'''
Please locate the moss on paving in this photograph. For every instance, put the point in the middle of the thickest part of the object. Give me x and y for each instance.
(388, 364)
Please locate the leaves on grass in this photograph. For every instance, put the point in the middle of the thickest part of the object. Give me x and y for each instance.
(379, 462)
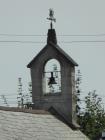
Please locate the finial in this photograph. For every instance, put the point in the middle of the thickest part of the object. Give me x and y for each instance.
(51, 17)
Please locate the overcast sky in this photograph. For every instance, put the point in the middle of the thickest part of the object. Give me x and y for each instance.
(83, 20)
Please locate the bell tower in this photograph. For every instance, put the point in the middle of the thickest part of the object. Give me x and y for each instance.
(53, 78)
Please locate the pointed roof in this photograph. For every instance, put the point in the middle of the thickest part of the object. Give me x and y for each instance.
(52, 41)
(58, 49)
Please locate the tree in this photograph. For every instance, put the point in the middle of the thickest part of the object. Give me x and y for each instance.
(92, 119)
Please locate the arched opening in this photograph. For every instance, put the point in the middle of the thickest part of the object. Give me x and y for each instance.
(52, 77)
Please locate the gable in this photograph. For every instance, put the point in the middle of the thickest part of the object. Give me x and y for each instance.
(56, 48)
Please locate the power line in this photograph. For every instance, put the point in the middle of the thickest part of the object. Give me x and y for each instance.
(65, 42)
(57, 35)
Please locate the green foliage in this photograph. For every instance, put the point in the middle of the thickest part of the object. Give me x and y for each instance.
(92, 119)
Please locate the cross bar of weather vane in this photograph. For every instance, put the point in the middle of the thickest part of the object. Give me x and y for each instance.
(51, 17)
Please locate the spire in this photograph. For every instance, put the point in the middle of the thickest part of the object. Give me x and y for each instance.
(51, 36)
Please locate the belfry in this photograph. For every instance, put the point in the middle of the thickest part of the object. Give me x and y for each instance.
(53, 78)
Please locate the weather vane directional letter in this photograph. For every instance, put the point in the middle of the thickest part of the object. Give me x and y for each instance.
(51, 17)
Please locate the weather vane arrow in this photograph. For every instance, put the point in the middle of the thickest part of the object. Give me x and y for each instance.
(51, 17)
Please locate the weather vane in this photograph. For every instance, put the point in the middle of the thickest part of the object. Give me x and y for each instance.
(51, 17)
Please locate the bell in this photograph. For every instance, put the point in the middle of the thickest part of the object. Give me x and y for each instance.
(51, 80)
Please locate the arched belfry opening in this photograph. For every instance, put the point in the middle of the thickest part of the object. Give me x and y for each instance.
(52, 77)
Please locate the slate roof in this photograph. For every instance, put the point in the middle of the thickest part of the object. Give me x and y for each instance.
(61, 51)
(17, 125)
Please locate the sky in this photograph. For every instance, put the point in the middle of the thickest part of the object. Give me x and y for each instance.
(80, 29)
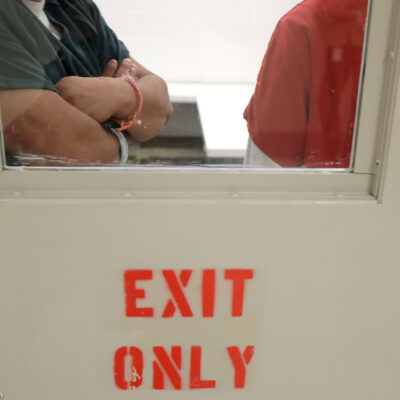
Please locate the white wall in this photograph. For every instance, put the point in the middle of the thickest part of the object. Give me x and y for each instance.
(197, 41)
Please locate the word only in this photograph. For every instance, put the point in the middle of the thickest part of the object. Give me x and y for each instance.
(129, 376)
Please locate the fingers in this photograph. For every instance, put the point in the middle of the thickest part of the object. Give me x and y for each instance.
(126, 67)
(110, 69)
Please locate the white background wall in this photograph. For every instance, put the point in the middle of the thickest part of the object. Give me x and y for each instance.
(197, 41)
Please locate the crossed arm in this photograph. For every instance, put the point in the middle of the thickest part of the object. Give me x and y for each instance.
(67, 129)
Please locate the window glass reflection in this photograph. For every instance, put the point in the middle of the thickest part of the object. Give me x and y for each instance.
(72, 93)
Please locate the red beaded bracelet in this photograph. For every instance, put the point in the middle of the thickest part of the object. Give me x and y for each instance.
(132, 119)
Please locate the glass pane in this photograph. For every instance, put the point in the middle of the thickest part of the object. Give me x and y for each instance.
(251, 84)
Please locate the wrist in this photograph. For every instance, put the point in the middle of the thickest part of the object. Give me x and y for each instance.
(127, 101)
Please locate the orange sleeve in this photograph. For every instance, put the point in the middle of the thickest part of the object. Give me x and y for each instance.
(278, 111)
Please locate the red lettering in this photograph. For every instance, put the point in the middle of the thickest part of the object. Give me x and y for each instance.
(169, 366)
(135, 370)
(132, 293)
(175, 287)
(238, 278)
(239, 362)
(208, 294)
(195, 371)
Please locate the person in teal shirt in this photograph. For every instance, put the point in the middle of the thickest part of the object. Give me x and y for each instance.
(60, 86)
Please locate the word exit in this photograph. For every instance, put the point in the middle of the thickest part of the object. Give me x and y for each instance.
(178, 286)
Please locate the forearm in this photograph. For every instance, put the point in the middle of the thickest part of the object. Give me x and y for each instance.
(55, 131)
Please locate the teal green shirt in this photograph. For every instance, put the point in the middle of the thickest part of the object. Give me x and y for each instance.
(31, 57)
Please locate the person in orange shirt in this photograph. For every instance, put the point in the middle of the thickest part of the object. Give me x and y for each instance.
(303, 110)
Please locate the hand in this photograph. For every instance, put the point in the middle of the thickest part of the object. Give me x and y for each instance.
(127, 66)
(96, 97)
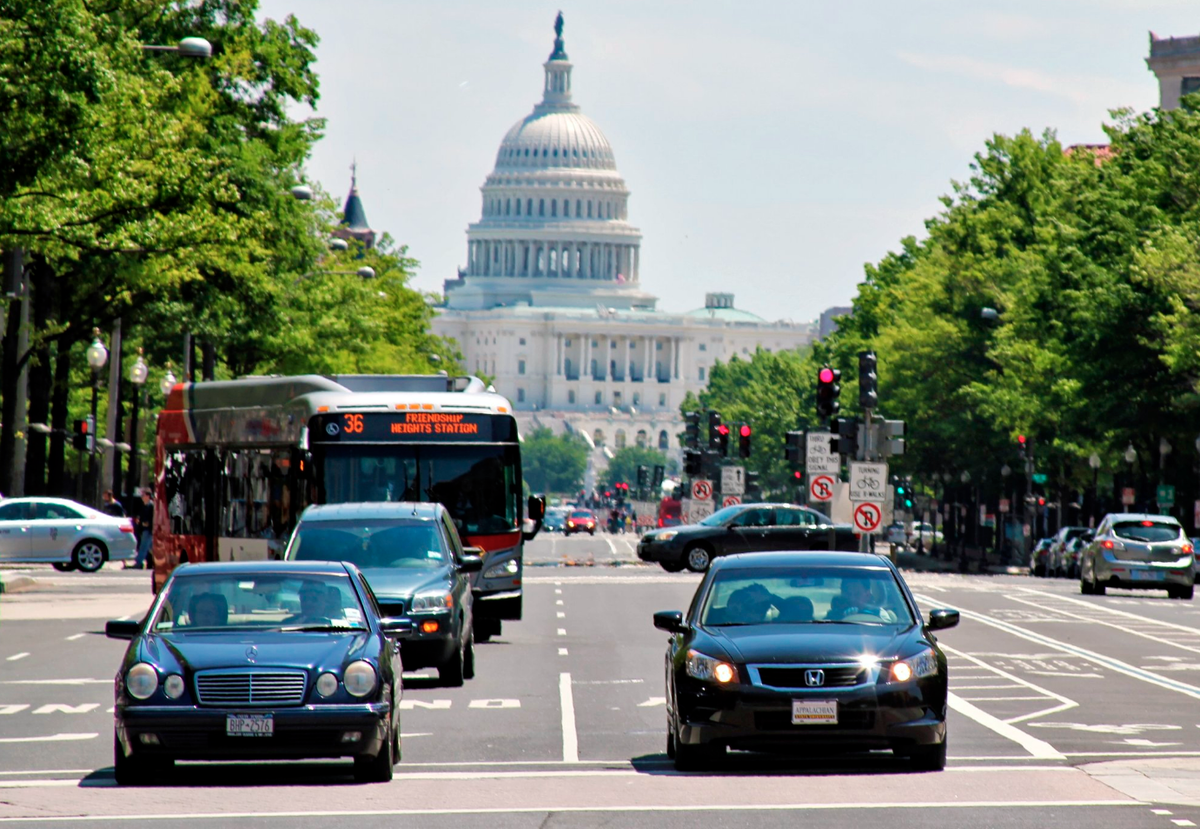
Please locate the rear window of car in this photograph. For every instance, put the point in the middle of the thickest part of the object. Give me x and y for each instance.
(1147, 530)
'''
'''
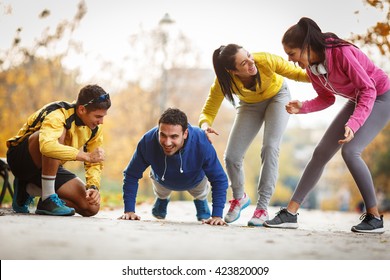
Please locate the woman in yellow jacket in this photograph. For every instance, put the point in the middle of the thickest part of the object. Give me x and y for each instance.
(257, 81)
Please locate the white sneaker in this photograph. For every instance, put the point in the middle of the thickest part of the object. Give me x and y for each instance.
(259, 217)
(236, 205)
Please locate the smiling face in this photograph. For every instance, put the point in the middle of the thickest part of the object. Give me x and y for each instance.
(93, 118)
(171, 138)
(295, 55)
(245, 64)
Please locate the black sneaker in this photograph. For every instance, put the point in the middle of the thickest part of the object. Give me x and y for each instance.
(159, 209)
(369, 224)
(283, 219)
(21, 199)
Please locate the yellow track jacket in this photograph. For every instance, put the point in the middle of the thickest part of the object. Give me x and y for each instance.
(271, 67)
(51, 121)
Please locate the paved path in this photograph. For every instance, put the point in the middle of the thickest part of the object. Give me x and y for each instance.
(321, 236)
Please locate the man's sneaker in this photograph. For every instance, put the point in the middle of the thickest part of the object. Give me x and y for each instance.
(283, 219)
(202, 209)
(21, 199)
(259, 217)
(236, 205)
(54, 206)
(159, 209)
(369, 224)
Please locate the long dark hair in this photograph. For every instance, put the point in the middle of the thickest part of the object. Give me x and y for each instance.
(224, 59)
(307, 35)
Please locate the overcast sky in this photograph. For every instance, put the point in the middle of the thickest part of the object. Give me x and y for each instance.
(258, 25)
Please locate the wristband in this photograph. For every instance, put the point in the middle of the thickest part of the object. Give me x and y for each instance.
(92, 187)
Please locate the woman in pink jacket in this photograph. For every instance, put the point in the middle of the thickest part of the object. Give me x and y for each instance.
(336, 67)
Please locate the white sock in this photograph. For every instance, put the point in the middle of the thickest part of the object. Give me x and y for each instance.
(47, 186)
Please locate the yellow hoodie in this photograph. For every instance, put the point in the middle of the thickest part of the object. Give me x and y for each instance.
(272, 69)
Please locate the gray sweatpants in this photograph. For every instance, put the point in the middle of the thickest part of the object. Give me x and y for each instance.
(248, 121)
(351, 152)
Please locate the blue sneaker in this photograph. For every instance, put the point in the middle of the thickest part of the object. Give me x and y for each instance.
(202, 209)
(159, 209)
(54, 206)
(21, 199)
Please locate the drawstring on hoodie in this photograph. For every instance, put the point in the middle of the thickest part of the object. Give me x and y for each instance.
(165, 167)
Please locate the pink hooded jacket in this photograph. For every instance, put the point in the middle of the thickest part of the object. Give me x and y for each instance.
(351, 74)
'''
### Problem statement
Collect every line of the records above that contains the word "hoodie" and copy each of those lines in full. Case counts.

### Solution for this task
Please locate the yellow hoodie in this photograph. For every instance, put the point in the middle of the thickest part of the object. Give me x and y for each instance.
Please locate the drawstring on hoodie in this photograph. For every instance, put the point in the middle of the thickest part of the object. Give me x and y for each instance.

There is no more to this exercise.